** MATERIAL PROVIDED follows **
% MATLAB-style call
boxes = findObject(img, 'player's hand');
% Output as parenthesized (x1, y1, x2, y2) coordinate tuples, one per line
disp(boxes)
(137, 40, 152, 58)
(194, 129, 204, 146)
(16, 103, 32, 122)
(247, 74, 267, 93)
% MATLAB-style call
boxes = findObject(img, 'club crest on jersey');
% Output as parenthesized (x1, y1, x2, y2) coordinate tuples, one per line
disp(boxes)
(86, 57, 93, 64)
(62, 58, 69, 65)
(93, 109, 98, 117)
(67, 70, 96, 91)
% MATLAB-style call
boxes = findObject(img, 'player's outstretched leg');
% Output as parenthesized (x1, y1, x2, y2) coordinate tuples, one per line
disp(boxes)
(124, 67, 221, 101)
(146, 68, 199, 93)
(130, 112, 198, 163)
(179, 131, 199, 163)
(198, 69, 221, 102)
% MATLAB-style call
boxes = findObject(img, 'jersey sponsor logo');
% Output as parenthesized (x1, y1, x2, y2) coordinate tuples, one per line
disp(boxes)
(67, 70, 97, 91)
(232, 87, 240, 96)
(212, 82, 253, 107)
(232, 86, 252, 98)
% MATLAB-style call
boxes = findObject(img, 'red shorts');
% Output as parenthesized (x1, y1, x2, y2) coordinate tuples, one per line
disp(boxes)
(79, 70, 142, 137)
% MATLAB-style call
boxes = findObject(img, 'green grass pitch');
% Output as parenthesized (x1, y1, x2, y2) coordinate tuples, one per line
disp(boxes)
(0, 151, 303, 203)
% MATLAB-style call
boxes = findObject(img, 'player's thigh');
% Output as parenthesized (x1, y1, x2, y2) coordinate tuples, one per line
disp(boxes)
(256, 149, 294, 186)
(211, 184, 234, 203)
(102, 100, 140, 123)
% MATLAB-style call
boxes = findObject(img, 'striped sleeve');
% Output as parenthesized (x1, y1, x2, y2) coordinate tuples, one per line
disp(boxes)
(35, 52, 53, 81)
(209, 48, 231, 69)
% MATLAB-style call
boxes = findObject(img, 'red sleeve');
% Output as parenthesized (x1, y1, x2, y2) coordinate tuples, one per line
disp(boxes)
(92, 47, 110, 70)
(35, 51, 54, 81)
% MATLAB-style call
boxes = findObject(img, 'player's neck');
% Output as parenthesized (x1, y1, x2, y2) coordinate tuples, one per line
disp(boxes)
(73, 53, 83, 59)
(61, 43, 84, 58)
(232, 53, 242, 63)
** End of MATERIAL PROVIDED **
▶ _ASSIGNMENT_: Go through the entries above and report each line with the string "sleeve" in it.

▶ _TASK SOLUTION_:
boxes = findObject(img, 'striped sleeve');
boxes = findObject(img, 'red sleeve');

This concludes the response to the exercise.